# Written problem:
List every line of the listing below that contains the string "patient".

# Records shown:
<<<<
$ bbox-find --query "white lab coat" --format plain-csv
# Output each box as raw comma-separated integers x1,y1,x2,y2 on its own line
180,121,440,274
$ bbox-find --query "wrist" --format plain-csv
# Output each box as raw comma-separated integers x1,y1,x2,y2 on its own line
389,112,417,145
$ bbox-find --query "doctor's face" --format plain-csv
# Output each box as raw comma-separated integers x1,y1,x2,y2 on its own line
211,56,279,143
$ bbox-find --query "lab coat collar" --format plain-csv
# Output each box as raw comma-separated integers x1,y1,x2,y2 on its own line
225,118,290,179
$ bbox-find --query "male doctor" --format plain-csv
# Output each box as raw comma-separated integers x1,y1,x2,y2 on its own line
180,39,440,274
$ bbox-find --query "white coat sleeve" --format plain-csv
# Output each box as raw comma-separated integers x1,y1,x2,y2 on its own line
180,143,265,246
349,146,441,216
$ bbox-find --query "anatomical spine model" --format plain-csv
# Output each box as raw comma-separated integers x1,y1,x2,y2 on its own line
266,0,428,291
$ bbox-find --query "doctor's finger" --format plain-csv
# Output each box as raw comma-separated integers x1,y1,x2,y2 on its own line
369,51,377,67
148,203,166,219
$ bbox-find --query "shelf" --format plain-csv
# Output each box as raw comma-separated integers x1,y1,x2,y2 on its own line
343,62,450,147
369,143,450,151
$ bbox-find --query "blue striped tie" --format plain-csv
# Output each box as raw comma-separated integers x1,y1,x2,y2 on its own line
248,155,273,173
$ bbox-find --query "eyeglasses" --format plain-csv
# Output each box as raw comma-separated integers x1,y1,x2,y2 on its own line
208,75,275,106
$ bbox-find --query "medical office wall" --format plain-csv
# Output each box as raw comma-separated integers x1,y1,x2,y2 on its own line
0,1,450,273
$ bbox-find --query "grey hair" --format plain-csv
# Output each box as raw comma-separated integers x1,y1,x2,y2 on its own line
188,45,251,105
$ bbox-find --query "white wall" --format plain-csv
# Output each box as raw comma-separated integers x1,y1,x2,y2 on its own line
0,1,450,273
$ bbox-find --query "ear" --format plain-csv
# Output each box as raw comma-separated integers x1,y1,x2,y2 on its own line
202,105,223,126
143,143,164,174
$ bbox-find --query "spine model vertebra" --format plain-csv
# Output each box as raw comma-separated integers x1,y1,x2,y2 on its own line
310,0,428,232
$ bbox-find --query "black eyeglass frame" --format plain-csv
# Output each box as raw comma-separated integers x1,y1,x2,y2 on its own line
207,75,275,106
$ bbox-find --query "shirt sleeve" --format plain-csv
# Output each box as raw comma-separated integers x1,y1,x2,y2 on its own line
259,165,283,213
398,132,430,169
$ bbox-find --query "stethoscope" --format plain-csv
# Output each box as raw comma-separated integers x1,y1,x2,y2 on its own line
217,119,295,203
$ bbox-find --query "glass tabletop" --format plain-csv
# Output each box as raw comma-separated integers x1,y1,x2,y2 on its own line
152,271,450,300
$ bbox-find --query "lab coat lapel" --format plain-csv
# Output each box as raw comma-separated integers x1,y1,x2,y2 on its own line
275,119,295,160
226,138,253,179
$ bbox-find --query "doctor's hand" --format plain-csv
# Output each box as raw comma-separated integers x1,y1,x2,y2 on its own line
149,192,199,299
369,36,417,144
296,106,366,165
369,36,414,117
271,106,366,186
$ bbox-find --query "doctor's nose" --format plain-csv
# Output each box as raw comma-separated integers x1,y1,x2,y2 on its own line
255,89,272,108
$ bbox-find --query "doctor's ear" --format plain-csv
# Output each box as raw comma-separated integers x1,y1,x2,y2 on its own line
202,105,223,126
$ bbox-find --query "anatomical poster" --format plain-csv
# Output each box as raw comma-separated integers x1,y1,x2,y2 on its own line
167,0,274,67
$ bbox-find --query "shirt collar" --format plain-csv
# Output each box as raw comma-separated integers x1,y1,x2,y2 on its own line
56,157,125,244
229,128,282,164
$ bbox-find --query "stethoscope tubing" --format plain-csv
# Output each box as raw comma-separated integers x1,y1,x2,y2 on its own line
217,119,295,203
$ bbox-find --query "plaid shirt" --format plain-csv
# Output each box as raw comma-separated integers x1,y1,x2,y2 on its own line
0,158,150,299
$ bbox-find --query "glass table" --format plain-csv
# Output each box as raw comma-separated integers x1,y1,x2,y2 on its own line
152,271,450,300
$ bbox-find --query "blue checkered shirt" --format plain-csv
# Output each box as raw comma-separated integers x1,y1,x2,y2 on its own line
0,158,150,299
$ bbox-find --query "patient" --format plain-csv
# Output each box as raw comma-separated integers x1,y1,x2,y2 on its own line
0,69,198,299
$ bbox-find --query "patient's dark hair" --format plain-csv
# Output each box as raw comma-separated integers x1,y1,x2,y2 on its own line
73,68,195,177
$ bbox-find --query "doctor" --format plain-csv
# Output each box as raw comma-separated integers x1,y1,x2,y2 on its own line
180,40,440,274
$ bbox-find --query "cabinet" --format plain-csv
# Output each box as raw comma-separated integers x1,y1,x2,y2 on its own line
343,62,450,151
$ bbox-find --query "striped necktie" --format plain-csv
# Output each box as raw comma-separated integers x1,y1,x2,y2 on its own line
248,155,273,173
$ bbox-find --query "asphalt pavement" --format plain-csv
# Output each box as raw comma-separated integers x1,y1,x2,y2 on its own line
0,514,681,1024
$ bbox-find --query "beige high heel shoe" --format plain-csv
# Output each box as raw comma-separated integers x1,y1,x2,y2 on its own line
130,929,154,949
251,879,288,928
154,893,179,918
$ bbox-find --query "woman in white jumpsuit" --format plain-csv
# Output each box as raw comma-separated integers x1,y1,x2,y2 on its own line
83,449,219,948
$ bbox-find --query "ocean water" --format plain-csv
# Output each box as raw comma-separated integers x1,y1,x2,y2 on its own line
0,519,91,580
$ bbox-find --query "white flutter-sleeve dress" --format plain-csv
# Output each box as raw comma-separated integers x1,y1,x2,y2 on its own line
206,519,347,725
>>>>
# In response:
$ bbox-find --query "patient" --format plain-csv
$ bbox-find --query "patient's dark hair" --format plain-csv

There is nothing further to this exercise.